• **Exercise description**
A word-for-word reproduction of the data below is needed, with no pictures in it.

---*---

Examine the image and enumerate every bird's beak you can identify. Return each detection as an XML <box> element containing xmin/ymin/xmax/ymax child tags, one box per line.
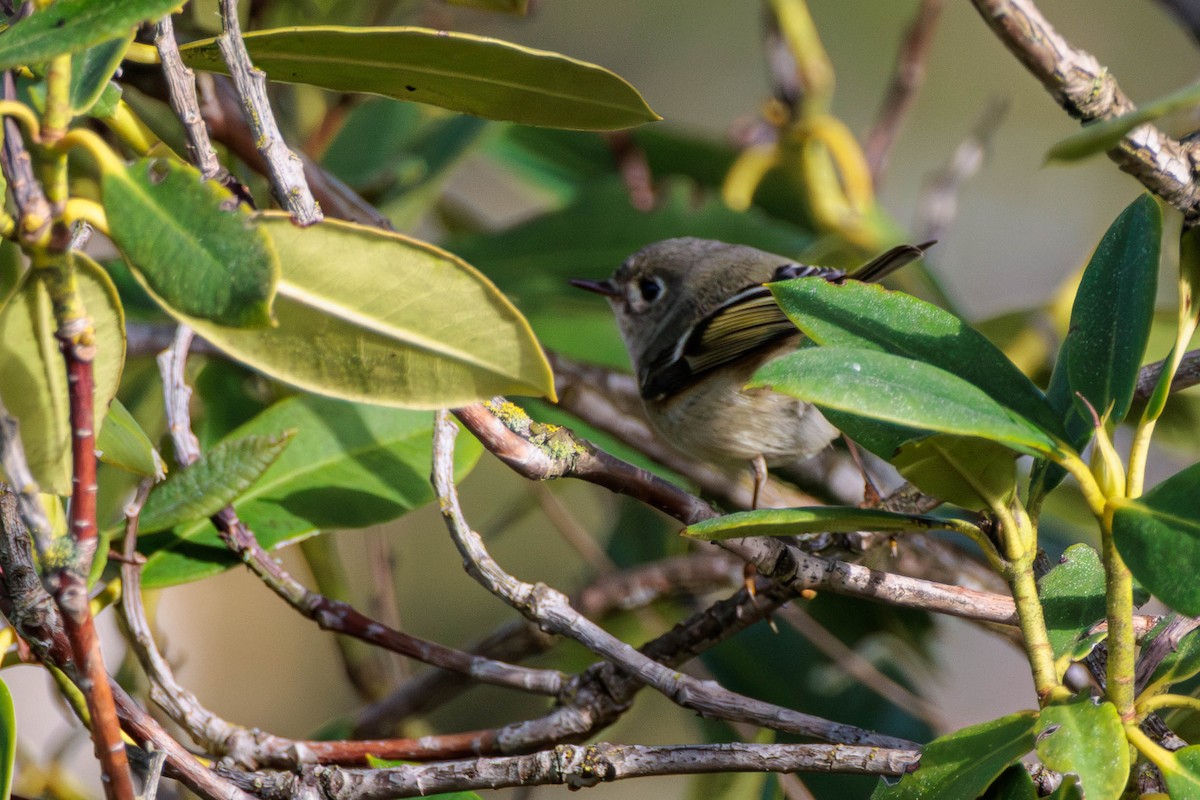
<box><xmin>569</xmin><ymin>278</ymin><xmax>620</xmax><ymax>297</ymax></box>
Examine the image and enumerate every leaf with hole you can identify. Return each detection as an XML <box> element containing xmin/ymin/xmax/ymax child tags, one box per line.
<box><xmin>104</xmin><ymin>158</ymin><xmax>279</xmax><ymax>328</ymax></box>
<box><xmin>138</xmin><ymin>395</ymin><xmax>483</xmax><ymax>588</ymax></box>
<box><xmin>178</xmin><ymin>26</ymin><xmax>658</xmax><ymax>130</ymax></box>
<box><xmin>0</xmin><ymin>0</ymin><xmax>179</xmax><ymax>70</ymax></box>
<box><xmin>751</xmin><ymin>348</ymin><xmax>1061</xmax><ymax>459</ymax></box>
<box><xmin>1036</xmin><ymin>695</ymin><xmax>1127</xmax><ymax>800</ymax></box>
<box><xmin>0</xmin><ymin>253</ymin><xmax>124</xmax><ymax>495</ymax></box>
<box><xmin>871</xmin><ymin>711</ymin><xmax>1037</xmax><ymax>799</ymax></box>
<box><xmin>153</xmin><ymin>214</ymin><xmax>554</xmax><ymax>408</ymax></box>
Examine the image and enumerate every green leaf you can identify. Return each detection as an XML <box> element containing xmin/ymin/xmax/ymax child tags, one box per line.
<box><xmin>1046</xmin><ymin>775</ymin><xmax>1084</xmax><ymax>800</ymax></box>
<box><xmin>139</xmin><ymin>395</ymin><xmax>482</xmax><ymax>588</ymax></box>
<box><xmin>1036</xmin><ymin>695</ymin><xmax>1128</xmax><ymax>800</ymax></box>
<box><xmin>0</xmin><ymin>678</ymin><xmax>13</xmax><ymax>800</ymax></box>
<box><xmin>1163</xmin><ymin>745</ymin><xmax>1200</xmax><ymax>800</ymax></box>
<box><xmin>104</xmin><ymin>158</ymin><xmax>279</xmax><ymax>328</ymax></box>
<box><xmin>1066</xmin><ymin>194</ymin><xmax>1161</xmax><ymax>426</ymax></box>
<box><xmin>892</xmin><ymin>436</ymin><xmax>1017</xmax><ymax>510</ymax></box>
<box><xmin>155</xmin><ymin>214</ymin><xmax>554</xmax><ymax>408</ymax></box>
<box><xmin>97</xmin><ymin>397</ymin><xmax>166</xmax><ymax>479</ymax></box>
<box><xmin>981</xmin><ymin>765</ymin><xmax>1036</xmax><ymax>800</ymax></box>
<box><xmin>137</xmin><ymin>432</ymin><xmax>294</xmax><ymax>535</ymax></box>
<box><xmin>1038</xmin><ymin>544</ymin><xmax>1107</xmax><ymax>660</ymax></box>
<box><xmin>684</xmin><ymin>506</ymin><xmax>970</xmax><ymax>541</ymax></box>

---*---

• **Answer space**
Examine the image and enumerate every bird's beak you can identify. Return each detection as an XML <box> element containing xmin/ymin/xmax/ymax child tags, one box per line.
<box><xmin>569</xmin><ymin>278</ymin><xmax>620</xmax><ymax>297</ymax></box>
Examine the image and enumerate every leaf with hole you can identify. Return each detection as an XML <box> element containing xmin/ymin/xmax/ymax child tags, one box per line.
<box><xmin>104</xmin><ymin>158</ymin><xmax>279</xmax><ymax>328</ymax></box>
<box><xmin>138</xmin><ymin>395</ymin><xmax>483</xmax><ymax>588</ymax></box>
<box><xmin>178</xmin><ymin>26</ymin><xmax>658</xmax><ymax>130</ymax></box>
<box><xmin>0</xmin><ymin>0</ymin><xmax>179</xmax><ymax>70</ymax></box>
<box><xmin>751</xmin><ymin>348</ymin><xmax>1061</xmax><ymax>459</ymax></box>
<box><xmin>1036</xmin><ymin>695</ymin><xmax>1127</xmax><ymax>800</ymax></box>
<box><xmin>0</xmin><ymin>253</ymin><xmax>124</xmax><ymax>495</ymax></box>
<box><xmin>871</xmin><ymin>711</ymin><xmax>1037</xmax><ymax>799</ymax></box>
<box><xmin>153</xmin><ymin>214</ymin><xmax>554</xmax><ymax>408</ymax></box>
Examine the image and enumerate every green leaf you can identify. Return each detection as an XML <box> element containing xmin/ymin/xmax/ymax child tags, one box per line.
<box><xmin>1046</xmin><ymin>775</ymin><xmax>1084</xmax><ymax>800</ymax></box>
<box><xmin>139</xmin><ymin>395</ymin><xmax>482</xmax><ymax>588</ymax></box>
<box><xmin>1036</xmin><ymin>695</ymin><xmax>1128</xmax><ymax>800</ymax></box>
<box><xmin>0</xmin><ymin>678</ymin><xmax>13</xmax><ymax>800</ymax></box>
<box><xmin>1163</xmin><ymin>745</ymin><xmax>1200</xmax><ymax>800</ymax></box>
<box><xmin>104</xmin><ymin>158</ymin><xmax>279</xmax><ymax>328</ymax></box>
<box><xmin>1066</xmin><ymin>194</ymin><xmax>1161</xmax><ymax>426</ymax></box>
<box><xmin>892</xmin><ymin>436</ymin><xmax>1017</xmax><ymax>510</ymax></box>
<box><xmin>155</xmin><ymin>214</ymin><xmax>554</xmax><ymax>408</ymax></box>
<box><xmin>97</xmin><ymin>397</ymin><xmax>166</xmax><ymax>479</ymax></box>
<box><xmin>981</xmin><ymin>765</ymin><xmax>1036</xmax><ymax>800</ymax></box>
<box><xmin>137</xmin><ymin>432</ymin><xmax>294</xmax><ymax>535</ymax></box>
<box><xmin>1038</xmin><ymin>544</ymin><xmax>1107</xmax><ymax>660</ymax></box>
<box><xmin>684</xmin><ymin>506</ymin><xmax>970</xmax><ymax>541</ymax></box>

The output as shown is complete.